- _Your task_
Return each line below holding the string "patch".

- _Material for this task_

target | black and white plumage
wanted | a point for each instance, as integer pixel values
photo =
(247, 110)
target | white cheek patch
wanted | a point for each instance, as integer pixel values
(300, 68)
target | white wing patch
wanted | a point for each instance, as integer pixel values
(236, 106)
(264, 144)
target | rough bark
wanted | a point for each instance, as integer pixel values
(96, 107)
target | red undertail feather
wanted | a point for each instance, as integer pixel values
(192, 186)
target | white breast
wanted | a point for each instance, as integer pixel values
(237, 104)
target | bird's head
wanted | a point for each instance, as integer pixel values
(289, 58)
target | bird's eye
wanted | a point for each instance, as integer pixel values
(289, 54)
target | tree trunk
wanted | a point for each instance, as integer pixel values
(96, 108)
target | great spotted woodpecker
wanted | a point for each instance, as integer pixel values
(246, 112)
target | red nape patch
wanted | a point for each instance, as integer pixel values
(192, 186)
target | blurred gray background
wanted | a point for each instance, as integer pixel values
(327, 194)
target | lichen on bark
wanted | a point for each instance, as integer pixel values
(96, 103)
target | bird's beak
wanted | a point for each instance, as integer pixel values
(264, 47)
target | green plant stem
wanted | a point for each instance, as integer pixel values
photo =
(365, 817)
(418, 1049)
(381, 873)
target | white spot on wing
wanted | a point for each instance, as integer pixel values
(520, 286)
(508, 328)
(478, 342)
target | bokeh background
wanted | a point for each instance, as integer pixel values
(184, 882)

- _Solution to this task_
target | white cheek patch
target | white wing patch
target | red nape patch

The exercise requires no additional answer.